Records from a dataset
########################################

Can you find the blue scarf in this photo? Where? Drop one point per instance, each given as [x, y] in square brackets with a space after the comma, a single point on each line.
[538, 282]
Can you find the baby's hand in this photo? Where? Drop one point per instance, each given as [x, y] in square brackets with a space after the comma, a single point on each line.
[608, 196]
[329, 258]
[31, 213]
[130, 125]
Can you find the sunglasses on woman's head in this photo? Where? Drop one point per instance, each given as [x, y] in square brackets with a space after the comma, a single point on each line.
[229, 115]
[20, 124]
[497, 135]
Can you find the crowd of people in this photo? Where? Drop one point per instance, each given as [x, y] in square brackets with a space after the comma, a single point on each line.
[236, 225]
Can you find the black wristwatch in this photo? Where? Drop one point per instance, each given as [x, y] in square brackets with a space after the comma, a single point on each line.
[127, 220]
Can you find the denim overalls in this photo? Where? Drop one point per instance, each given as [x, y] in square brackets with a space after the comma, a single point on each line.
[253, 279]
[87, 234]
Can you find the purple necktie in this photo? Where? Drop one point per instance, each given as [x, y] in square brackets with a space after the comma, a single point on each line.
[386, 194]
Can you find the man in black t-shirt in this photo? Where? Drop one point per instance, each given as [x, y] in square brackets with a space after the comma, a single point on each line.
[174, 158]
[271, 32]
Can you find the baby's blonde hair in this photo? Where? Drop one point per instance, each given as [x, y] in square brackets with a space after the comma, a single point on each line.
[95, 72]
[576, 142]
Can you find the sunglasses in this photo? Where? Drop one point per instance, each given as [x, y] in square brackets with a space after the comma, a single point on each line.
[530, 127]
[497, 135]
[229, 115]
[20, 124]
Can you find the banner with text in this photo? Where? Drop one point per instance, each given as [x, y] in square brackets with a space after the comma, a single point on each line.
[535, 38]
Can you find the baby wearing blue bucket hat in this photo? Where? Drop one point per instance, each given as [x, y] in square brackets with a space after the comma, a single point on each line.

########################################

:: Brief ::
Each line above should be output exactly as written.

:: Task solution ::
Can you find the blue scarf in this photo? Where? Drop one point per instance, each given as [x, y] in square brackets with a space after the comma, a single point on each line.
[538, 282]
Can you find the baby's hand in this photo? Where? Drop one point per instance, each given as [x, y] in square brackets with a space after the comma, a single point on each line.
[608, 196]
[329, 258]
[31, 213]
[130, 125]
Can you find the sunglasses on woman's head in this photo? Where? Drop one point per instance, each given as [x, y] in square brackets with a space after the comma, a single point on each line.
[229, 115]
[20, 124]
[497, 135]
Can you find the crowd of people in this photo? Where? Drop one point per instance, each given as [x, y] in square brackets with a space after the comma, a single point on each line.
[236, 225]
Can you find the black wristwatch in this photo? Where? Drop one point per instance, each given as [x, y] in square brackets with a space after the comma, a single point on each line.
[127, 220]
Can you find the denim overalls in this photo? Where? Drop one point per instance, each given as [x, y] in square brackets with a space after the comma, a single point on each line.
[253, 279]
[87, 234]
Can you find the purple necktie in this photo? Where? Drop one point per instance, each given as [x, y] in square brackets with a space after the comma, a single point on each line.
[386, 194]
Can you find the man in black t-shirt in this photo? Where? Drop one point per instance, each given as [x, y] in square brackets with a space after the comma, a single point on each line.
[174, 158]
[271, 32]
Can you find the baby's blonde hair in this photo? Where? Drop one point per instance, each given as [x, y] in square brackets with a space after the comma, a single point on each line.
[95, 72]
[576, 142]
Can you find the sunglasses in this photo? Where? Drop one point per instance, each given as [x, y] in square brackets with a space after the comma, a single point on each line.
[530, 127]
[497, 135]
[229, 115]
[20, 124]
Can you find the banner with text in this photo? Where? Drop one point per instance, each given as [x, y] in square brackets with a space after the comma, a single point on each line.
[535, 38]
Can you find the baby wearing blue bucket hat in this photo? Where? Drop one point per instance, each given as [x, y] in square brackets with a space after the comma, a single point on each line.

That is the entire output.